▶ _INPUT RECORDS_:
------------------------------------

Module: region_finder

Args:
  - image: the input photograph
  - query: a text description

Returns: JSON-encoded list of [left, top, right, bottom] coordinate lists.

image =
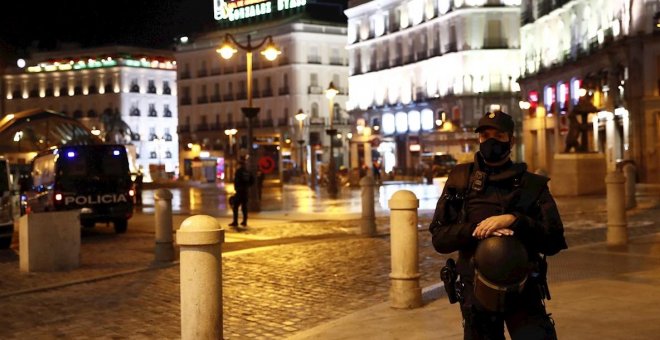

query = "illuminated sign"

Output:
[[213, 0, 306, 22]]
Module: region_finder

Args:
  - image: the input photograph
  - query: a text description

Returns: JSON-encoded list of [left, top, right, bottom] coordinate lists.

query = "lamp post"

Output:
[[295, 109, 307, 184], [325, 82, 339, 198], [217, 33, 281, 212], [224, 128, 237, 182]]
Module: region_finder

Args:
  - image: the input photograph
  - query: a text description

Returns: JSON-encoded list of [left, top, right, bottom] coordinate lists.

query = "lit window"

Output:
[[395, 112, 408, 133], [382, 113, 396, 135], [408, 110, 421, 132], [421, 109, 434, 130]]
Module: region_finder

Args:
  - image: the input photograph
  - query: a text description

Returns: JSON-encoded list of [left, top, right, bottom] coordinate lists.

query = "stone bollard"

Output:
[[154, 189, 175, 262], [622, 163, 637, 209], [388, 190, 422, 309], [605, 171, 627, 246], [360, 175, 376, 236], [177, 215, 224, 340]]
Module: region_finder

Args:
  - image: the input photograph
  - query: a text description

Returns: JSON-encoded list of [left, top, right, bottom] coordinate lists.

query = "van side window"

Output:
[[32, 154, 57, 190]]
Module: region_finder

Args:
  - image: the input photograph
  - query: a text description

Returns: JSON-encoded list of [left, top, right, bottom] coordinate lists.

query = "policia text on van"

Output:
[[25, 145, 134, 233]]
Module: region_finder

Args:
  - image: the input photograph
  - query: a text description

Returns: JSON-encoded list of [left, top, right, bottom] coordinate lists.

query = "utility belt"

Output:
[[440, 256, 551, 307]]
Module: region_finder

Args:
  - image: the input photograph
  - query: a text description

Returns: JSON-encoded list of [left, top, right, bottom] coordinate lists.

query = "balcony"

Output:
[[415, 49, 428, 61], [223, 93, 234, 101], [308, 85, 323, 94], [210, 67, 221, 76], [277, 118, 290, 126], [262, 88, 273, 97], [197, 96, 209, 104], [148, 110, 158, 117], [431, 44, 441, 57], [178, 125, 190, 133], [236, 92, 247, 100], [308, 55, 322, 64], [164, 110, 173, 117], [196, 123, 209, 131], [310, 117, 325, 125], [483, 38, 509, 49], [180, 71, 191, 79], [197, 69, 208, 77], [377, 59, 389, 70], [129, 108, 141, 117], [277, 56, 290, 66], [391, 57, 402, 67], [180, 97, 192, 106], [329, 57, 344, 66], [445, 42, 457, 53], [278, 86, 290, 95], [521, 10, 534, 25]]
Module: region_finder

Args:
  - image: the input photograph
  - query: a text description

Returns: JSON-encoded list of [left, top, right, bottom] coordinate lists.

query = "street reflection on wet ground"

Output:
[[139, 179, 447, 216]]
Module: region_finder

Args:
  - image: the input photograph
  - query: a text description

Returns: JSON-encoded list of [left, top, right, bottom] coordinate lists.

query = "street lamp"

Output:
[[325, 81, 339, 198], [295, 109, 307, 184], [224, 128, 237, 182], [217, 33, 281, 212]]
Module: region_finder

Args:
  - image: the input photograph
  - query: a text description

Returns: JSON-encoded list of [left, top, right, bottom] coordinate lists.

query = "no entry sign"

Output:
[[258, 156, 276, 174]]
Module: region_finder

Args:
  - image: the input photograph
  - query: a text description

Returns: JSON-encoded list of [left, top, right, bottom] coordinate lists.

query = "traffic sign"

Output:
[[258, 156, 276, 174]]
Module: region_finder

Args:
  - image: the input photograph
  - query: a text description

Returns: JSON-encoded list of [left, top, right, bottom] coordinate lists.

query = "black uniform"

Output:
[[430, 153, 567, 339], [231, 164, 254, 226]]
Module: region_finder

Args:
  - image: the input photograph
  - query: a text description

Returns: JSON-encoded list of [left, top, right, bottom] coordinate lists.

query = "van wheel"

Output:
[[114, 219, 128, 234], [0, 236, 11, 249]]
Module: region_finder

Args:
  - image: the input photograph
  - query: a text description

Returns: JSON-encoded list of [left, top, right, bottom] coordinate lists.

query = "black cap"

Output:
[[475, 111, 515, 135]]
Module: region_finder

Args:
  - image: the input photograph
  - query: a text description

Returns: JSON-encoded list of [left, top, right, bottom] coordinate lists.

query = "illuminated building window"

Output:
[[382, 113, 396, 135], [408, 110, 421, 132], [571, 78, 582, 104], [395, 112, 408, 133], [421, 109, 434, 131]]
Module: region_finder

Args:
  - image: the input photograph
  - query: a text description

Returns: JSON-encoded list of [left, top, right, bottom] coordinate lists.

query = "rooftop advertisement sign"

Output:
[[213, 0, 306, 22]]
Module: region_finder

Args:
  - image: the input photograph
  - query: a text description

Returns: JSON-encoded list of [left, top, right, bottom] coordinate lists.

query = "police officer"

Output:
[[430, 111, 567, 339], [229, 157, 254, 229]]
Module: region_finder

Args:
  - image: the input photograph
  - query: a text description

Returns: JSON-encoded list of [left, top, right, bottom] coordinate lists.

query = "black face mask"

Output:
[[479, 138, 511, 163]]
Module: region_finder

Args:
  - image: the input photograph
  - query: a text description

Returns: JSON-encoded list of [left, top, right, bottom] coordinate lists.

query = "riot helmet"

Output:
[[473, 236, 530, 312]]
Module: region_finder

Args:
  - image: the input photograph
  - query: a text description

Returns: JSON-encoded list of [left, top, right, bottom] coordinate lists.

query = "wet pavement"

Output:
[[0, 181, 658, 339]]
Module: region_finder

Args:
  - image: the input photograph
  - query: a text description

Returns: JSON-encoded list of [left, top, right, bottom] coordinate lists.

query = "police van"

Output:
[[26, 145, 134, 233], [0, 156, 14, 248]]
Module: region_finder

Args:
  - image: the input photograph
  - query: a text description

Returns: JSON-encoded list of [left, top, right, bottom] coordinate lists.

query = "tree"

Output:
[[100, 109, 132, 144]]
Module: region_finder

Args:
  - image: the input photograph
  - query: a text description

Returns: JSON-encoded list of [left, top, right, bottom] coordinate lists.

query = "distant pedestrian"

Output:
[[133, 171, 144, 206], [372, 160, 381, 183], [430, 111, 567, 339], [229, 158, 255, 229]]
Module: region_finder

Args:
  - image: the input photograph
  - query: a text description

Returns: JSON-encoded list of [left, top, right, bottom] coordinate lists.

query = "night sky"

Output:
[[1, 0, 219, 54], [0, 0, 348, 58]]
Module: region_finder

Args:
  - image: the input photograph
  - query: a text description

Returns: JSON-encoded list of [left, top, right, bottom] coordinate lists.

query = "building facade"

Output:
[[345, 0, 523, 177], [1, 46, 179, 182], [175, 3, 349, 183], [518, 0, 660, 183]]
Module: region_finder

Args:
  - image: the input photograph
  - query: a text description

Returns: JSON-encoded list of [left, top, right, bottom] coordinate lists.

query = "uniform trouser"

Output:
[[459, 279, 557, 340], [232, 193, 248, 223]]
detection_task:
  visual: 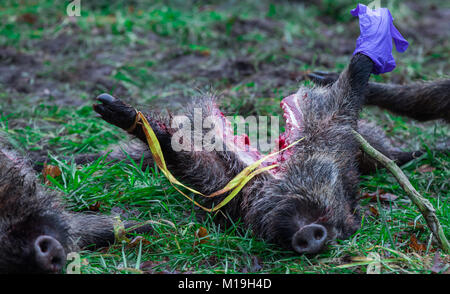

------------------------------------

▶ _WHAT TO PRODUCE_: Return every line of the data above in which "black" appears.

▶ _RESPONSE TO THIS EXERCISE_:
query = "black uniform"
query = "black cap"
query = "black face mask"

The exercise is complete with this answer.